Start of Excerpt provided

More than 5 exotic parasitoids were introduced into Argentina from Costa Rica and México in the 1960s for the biological control of both tephritid pest species Anastrepha fraterculus (Wiedemann) and Ceratitis capitata (Wiedemann) (Ovruski et al. 2000). One of them, Diachasmimorpha longicaudata (Ashmead) became firmly established on A. fraterculus in the citrus-growing areas of northeastern and northwestern Argentina (Oroño & Ovruski 2007; Schliserman et al. 2010). This opiine braconid is a koinobiont, solitary, larval-prepupal endoparasitoid of several tephritid genera that was originally collected in the Indo-Philippine region attacking Bactrocera spp. (Sivinski et al. 2006). At present, D. longicaudata is widely mass-reared for use in augmentative releases against economically important fruit fly species in tropical and subtropical countries, such as Anastrepha spp. (Sivinski et al. 1996; Montoya et al. 2000a), Bactrocera dorsalis (Hendel) (Purcell et al. 1994; Vargas et al. 2002), and C. capitata (Malavasi et al. 2007; Paranhos et al. 2008).

End of Excerpt provided
Start of Dataset excerpts

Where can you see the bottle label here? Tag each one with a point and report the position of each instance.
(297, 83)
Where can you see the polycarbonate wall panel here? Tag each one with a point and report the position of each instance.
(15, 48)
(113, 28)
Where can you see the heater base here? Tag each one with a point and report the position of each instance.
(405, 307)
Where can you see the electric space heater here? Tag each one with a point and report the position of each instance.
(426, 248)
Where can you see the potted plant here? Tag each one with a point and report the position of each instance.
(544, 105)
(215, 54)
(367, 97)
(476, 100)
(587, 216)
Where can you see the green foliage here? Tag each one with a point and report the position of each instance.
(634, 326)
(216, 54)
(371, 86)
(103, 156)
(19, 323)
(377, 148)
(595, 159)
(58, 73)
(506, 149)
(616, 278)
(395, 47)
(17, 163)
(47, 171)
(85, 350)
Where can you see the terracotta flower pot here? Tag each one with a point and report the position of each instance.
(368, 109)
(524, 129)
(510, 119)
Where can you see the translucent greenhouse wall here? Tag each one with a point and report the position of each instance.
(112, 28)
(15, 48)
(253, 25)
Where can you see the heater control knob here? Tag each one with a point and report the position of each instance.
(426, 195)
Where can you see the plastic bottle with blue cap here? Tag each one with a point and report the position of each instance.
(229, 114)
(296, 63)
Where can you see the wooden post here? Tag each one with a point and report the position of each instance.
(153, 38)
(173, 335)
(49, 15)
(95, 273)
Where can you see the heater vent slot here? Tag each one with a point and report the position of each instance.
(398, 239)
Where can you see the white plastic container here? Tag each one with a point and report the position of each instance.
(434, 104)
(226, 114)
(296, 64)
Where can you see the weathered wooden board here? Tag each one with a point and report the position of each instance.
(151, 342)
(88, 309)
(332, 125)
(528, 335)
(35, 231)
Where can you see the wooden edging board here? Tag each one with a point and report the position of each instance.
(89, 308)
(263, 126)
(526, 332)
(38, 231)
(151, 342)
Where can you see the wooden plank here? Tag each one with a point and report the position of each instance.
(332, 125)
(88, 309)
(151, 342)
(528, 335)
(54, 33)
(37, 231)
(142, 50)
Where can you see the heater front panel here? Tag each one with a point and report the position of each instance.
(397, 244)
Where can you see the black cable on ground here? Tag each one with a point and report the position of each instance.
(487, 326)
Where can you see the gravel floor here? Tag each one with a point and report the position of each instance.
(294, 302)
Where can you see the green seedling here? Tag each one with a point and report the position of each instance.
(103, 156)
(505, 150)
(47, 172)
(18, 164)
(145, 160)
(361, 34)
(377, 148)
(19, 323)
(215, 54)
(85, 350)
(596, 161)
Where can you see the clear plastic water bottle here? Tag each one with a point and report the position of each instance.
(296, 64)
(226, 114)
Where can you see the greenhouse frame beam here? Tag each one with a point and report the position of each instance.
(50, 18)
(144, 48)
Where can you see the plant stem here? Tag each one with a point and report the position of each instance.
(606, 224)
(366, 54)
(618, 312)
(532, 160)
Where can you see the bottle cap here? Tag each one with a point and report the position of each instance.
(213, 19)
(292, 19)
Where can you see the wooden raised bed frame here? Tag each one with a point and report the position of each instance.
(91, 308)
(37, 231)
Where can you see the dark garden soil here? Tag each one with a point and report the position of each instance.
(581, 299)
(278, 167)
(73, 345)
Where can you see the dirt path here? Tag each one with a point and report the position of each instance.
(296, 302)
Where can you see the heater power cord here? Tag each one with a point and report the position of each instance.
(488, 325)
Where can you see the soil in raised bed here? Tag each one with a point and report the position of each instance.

End of Dataset excerpts

--- Explore the material ---
**a.** According to the passage on fruit fly parasitoids in Argentina, in which region was Diachasmimorpha longicaudata originally collected, and what was it attacking?
**b.** Using the passage on fruit fly parasitoids in Argentina, explain why more than five exotic parasitoids were introduced into Argentina from Costa Rica and México in the 1960s.

--- Answers for each item ---
**a.** It was collected in the Indo-Philippine region, attacking Bactrocera spp.

**b.** They were introduced for the biological control of two tephritid pest species, Anastrepha fraterculus and Ceratitis capitata.